**Task description:** Transcribe everything in the summary of the Slovene language model below, from "Embedding Initialization: The" down to "optimize training outcomes.".

**Extracted text:**
=======

Results show competitive performance in sentence simplification, establishing a framework for extending large generative models to less-resourced languages.

Generative Model for Less-Resourced Languages: GaMS 1B for Slovene

The paper introduces a novel approach to developing a large generative LLM for Slovene—a language with limited NLP resources. Addressing the gap in existing LLMs predominantly trained on English, the authors present the GaMS 1B, a generative model specifically tailored for Slovene, leveraging an existing English model, the Open Pre-trained Transformer (OPT). The paper meticulously details the adaptation and enhancement strategies employed to tailor the model for Slovene, highlighting a generalizable approach for other less-resourced languages.

Methodology and Model Development

The primary challenge addressed in the paper is the scarcity of large Slovene datasets, making training from scratch impractical. Instead, the authors adapt the English language OPT model, which involves a comprehensive strategy for transferring the learned knowledge across languages. This includes the development of a new tokenizer optimized for Slovene, Croatian, and English, and the application of advanced embedding transfer techniques, namely FOCUS and WECHSEL. These techniques facilitate the initialization of embeddings, crucial for maintaining model efficiency and performance after vocabulary modification.

Tokenizer Development: The researchers train several tokenizer variants, focusing on vocabulary size and its impact on token generation efficiency. Ultimately, a 80,000 token vocabulary was chosen to balance computational cost and performance, ensuring more efficient processing of Slovene text compared to the original OPT tokenizer.
Embedding Initialization: The paper explores and extends upon the WECHSEL and FOCUS methods for embedding initialization. By testing the impact of these methods with and without CroSloEngual BERT embeddings as a bridging mechanism, the paper evaluates their efficacy in mitigating the adverse effects of vocabulary change, a critical aspect in multilingual model adaptation.
Training Process: Utilizing the HPC Vega supercomputer, the model is further pretrained on a diverse corpus comprising Slovene, Croatian, and other regional languages while preventing English forgetting. Given the scale and diversity of training data, strategic data selection and epoch repetition are employed to optimize training outcomes.

=======

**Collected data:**

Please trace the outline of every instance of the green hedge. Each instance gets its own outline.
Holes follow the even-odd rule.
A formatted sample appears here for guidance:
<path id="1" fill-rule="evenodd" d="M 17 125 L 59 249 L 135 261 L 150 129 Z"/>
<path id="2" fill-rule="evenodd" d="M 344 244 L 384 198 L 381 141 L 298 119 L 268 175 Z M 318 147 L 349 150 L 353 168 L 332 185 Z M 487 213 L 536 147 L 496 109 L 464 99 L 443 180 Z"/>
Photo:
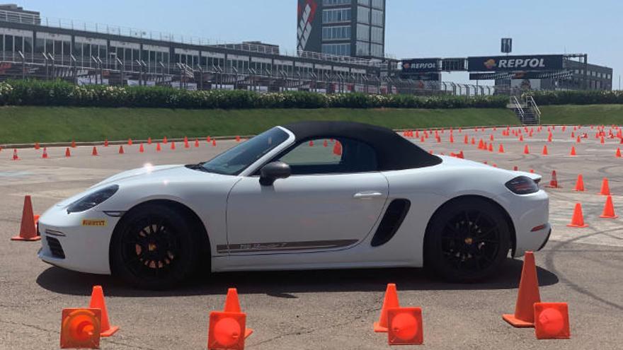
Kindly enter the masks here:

=======

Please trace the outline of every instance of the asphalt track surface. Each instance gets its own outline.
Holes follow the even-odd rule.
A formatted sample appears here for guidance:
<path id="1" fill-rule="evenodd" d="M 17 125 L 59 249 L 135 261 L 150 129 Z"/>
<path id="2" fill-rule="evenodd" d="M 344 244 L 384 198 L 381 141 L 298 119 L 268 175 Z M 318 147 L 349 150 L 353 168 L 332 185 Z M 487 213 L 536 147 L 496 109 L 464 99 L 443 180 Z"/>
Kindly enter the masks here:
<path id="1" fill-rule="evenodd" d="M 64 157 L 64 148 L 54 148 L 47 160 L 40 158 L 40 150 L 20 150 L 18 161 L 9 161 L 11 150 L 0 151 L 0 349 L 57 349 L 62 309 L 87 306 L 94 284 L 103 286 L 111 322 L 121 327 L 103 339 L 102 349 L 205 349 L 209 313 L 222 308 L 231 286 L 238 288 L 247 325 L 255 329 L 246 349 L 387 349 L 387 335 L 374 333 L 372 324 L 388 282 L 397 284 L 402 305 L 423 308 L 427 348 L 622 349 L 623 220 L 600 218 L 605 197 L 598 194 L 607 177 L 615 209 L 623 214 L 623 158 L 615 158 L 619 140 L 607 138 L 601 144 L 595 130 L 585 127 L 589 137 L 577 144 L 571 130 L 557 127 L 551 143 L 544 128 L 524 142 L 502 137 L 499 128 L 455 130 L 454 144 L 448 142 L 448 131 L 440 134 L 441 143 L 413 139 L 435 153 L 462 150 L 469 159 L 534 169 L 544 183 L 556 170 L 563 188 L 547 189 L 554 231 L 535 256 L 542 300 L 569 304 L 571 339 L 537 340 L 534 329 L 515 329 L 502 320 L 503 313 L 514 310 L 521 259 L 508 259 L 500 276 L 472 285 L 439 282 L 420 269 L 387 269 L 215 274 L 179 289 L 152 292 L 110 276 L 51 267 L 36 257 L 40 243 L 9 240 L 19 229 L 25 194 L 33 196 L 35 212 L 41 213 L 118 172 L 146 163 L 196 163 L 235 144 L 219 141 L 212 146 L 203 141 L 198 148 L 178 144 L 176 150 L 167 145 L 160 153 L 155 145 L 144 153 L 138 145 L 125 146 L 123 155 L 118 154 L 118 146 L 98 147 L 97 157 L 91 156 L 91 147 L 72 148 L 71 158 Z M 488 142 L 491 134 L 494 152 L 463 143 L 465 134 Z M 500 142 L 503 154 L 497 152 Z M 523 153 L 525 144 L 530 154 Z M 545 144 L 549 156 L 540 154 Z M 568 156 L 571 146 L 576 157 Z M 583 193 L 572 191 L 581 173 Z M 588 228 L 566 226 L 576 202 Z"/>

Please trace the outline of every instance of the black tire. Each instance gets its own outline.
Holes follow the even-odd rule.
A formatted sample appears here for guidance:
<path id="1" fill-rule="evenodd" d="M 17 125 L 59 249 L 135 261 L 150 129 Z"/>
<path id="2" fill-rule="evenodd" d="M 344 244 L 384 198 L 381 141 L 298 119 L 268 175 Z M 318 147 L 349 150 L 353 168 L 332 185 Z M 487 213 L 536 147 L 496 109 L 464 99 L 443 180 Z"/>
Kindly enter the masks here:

=======

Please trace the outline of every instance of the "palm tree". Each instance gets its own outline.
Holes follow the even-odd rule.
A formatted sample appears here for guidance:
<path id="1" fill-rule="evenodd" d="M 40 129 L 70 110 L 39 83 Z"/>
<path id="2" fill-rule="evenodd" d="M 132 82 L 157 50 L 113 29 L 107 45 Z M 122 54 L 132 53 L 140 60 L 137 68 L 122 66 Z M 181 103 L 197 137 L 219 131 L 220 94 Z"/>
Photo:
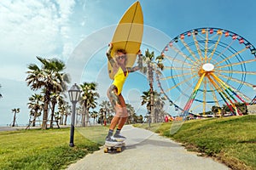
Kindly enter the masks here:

=======

**Reply to the task:**
Embedding Initialization: The paper explores and extends upon the WECHSEL and FOCUS methods for embedding initialization. By testing the impact of these methods with and without CroSloEngual BERT embeddings as a bridging mechanism, the paper evaluates their efficacy in mitigating the adverse effects of vocabulary change, a critical aspect in multilingual model adaptation.
Training Process: Utilizing the HPC Vega supercomputer, the model is further pretrained on a diverse corpus comprising Slovene, Croatian, and other regional languages while preventing English forgetting. Given the scale and diversity of training data, strategic data selection and epoch repetition are employed to optimize training outcomes.